>> Begin Listed records
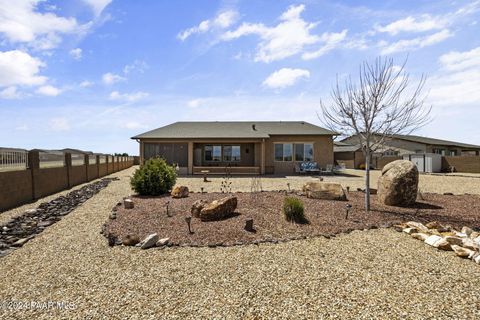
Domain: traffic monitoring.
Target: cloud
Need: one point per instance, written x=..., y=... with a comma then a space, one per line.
x=19, y=68
x=59, y=124
x=20, y=22
x=86, y=84
x=223, y=20
x=9, y=93
x=76, y=53
x=111, y=78
x=424, y=23
x=285, y=77
x=330, y=40
x=48, y=90
x=415, y=43
x=128, y=97
x=98, y=5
>> End Listed records
■ Task brief ■
Can you copy every line of the entries above word for word, leaving out the pictures?

■ Solution below ■
Domain: traffic monitoring.
Target: cloud
Need: one point per instance, written x=..., y=... with a comma then a space, one per line.
x=19, y=68
x=59, y=124
x=20, y=22
x=86, y=84
x=223, y=20
x=9, y=93
x=76, y=53
x=111, y=78
x=424, y=23
x=285, y=77
x=330, y=40
x=48, y=90
x=415, y=43
x=128, y=97
x=98, y=5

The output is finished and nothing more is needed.